Esta semana, descobrimos que estamos na Europa. Tal como Londres, Paris ou Estocolmo, também Lisboa tem os seus bairros periféricos, com populações oriundas de fora da Europa, geralmente empregadas nos serviços urbanos. Também nesses bairros, há gangs decididos a fazer deles feudos, onde a polícia não entre e a lei não exista. E também por cá, quando um morador desses bairros morre em confronto com a polícia, a extrema-esquerda manifesta-se contra o “racismo” e os gangs aproveitam para demarcarem os seus territórios através de um circo de vandalismo e provocação. Em França, as periferias urbanas já incluem os “territórios perdidos da república”, onde a única autoridade é a do passador de droga ou dos fundamentalistas islâmicos. Que vai acontecer em Lisboa?
Segundo a nossa classe política, nada. Lisboa não é Paris. Fica no “país mais seguro do mundo”, no “oásis” do costume. Como se Lisboa estivesse encalhada no tempo do “Pátio das Cantigas”, com cravos à janela e varinas atrevidas. Porque não querem os políticos ver que tudo mudou? Para não “alimentar o medo”, dizem alguns. Mas a alternativa é alimentar a ilusão? A razão é outra: porque receiam que, ao reconhecer as mudanças, tenham de reconhecer também a responsabilidade pelas políticas que lhes deram origem, como as migrações descontroladas com que julgam compensar a atrofia demográfica. Mas nunca estaremos preparados para enfrentar os problemas, incertezas e riscos assim criados se fingirmos que está tudo na mesma.

(Descrições de regiões em linguagem natural)

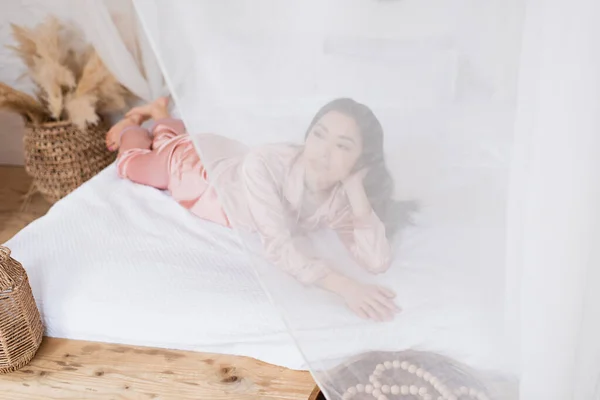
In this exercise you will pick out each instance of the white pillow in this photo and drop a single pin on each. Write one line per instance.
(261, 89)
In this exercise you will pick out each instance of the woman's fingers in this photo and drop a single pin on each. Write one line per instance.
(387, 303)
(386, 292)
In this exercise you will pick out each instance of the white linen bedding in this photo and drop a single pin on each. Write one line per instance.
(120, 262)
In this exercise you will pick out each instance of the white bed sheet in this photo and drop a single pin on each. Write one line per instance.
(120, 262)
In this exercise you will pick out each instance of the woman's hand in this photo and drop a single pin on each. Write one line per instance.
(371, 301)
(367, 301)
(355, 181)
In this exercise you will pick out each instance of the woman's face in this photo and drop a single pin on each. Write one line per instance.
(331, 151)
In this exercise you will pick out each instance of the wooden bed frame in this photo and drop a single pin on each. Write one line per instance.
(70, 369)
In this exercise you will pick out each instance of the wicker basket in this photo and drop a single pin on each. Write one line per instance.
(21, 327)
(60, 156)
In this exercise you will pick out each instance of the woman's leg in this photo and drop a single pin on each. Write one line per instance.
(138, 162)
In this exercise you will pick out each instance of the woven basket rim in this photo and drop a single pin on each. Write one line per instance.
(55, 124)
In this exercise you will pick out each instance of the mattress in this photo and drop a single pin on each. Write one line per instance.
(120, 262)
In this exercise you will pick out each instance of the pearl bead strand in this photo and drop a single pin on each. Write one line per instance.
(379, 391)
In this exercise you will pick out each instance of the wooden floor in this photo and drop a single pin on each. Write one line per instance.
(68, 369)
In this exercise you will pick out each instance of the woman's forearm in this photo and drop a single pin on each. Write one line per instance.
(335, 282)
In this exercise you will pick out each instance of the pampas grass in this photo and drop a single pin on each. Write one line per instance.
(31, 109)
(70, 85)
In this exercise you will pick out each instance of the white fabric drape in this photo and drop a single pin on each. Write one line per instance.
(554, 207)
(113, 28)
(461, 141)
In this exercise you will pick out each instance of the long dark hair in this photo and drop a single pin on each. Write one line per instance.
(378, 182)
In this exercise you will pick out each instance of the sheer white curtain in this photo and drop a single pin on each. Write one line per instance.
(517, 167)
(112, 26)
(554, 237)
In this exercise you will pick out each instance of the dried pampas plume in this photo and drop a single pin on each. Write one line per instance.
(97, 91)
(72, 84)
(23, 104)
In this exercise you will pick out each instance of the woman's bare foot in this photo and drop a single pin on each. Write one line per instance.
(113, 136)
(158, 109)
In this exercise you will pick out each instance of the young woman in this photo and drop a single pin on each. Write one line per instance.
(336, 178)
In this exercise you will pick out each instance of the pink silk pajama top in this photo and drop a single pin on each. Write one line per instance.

• **O QUE SE PEDE**
No texto sobre os bairros periféricos de Lisboa, qual é a única autoridade nos "territórios perdidos da república" em França?

• **RESPOSTA**
A do passador de droga ou dos fundamentalistas islâmicos.